Set task
Copy out the lines from the one containing "Provide one point per instance of the grassy" up to and including the last line below, with no changes.
----- Exercise data
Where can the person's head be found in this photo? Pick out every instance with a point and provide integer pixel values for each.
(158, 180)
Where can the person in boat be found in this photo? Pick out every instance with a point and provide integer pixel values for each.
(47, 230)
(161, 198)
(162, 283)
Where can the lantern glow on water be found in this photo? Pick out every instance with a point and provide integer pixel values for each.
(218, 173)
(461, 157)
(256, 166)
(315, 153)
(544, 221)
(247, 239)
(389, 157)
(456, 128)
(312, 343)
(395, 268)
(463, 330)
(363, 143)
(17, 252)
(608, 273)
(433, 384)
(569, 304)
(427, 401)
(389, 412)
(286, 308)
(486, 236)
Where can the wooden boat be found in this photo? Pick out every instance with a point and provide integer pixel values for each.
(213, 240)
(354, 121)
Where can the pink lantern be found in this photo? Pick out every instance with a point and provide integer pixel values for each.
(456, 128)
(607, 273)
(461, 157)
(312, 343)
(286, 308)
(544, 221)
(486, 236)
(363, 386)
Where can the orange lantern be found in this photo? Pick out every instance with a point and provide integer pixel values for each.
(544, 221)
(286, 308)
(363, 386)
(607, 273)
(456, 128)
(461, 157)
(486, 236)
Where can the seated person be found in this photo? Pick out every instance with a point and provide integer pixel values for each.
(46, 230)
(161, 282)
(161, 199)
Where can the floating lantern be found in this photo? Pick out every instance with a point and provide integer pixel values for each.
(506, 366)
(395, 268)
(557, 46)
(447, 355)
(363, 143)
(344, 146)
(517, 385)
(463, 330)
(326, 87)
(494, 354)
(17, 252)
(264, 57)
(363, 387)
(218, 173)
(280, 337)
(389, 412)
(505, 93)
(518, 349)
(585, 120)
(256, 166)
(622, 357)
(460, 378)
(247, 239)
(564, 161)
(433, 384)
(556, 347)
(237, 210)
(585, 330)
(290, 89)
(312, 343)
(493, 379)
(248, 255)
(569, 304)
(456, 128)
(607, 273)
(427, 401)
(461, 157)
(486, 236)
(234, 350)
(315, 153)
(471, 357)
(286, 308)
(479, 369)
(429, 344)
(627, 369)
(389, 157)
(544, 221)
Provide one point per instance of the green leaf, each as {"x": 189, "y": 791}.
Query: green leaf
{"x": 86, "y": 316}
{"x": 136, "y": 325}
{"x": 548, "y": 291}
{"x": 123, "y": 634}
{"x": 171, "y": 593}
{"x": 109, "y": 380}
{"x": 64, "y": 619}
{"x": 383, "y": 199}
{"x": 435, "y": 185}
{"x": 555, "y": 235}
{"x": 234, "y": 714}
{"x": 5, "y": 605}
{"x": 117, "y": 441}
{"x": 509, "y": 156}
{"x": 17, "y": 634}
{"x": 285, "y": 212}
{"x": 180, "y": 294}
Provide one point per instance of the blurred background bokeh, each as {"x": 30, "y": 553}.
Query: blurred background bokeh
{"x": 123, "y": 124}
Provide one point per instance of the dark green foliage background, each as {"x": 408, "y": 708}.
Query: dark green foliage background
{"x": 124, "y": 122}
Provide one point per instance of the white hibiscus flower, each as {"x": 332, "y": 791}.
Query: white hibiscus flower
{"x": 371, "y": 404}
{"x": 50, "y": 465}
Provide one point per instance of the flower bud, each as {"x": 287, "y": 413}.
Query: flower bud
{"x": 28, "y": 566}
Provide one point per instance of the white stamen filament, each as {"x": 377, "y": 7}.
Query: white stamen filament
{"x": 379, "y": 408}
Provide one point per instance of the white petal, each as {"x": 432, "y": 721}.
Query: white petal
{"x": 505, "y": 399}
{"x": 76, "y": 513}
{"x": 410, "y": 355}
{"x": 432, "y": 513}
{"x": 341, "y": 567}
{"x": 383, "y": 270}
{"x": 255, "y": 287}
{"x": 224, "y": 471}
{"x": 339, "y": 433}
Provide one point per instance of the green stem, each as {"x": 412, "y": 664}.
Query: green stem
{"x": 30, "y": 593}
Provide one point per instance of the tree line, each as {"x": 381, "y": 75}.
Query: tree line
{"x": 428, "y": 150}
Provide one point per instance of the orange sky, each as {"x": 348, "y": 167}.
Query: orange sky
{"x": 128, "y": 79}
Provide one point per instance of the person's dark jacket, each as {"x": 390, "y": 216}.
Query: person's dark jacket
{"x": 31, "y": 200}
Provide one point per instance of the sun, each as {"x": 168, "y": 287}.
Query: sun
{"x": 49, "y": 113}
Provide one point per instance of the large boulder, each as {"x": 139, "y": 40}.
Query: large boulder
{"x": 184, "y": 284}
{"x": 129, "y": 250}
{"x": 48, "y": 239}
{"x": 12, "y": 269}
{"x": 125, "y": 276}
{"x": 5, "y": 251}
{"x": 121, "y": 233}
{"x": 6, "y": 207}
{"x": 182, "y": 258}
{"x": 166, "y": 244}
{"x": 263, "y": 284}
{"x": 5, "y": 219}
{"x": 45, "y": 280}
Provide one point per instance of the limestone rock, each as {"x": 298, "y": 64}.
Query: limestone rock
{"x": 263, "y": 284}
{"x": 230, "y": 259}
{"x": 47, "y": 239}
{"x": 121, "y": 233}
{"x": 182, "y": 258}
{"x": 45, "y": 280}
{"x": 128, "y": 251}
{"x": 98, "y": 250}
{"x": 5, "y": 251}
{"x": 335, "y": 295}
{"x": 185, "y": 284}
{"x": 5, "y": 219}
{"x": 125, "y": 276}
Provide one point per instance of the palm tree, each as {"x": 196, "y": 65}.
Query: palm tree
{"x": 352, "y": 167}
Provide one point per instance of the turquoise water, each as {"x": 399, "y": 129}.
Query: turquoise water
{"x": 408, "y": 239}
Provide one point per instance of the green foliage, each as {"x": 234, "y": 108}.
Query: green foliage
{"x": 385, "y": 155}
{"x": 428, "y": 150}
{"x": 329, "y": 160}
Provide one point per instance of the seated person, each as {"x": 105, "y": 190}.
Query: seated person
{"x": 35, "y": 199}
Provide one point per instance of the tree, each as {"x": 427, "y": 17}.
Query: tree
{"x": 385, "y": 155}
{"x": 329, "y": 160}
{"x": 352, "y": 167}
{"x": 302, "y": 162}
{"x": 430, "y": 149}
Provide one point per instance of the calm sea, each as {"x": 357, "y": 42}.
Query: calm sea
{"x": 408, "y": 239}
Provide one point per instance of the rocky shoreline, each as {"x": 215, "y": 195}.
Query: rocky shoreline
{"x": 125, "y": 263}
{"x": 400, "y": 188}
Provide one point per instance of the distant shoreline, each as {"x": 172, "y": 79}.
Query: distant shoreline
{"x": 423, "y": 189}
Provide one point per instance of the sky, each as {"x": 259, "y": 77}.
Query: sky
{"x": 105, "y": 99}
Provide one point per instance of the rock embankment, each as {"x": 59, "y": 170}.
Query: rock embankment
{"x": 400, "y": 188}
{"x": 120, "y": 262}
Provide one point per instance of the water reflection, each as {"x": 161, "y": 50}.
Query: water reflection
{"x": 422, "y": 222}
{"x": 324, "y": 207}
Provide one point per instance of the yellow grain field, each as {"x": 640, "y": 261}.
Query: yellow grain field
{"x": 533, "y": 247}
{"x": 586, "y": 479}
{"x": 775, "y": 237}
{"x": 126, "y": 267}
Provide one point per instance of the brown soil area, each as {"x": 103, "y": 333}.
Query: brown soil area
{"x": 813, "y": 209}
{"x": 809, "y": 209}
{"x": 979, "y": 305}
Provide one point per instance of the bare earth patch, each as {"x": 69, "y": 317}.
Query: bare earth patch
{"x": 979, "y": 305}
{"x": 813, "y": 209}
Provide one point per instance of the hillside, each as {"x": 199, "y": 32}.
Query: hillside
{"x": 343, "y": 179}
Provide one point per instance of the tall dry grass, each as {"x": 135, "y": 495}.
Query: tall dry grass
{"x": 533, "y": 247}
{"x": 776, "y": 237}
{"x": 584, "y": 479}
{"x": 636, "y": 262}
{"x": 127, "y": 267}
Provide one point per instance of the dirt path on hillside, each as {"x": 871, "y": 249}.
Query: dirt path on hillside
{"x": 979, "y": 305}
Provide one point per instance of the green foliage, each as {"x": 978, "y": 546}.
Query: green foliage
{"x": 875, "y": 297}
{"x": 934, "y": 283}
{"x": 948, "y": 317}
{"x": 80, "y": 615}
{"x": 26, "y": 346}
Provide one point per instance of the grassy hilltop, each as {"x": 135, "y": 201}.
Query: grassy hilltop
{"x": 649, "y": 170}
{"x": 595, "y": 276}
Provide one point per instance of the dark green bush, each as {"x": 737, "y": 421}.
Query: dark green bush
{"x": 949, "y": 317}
----------
Task solution
Provide one point per instance of the grassy hilltop, each as {"x": 135, "y": 201}.
Query: grassy hilltop
{"x": 649, "y": 170}
{"x": 595, "y": 276}
Provide one point per instance of the dark green bush, each as {"x": 737, "y": 421}.
Query: dark green bush
{"x": 949, "y": 317}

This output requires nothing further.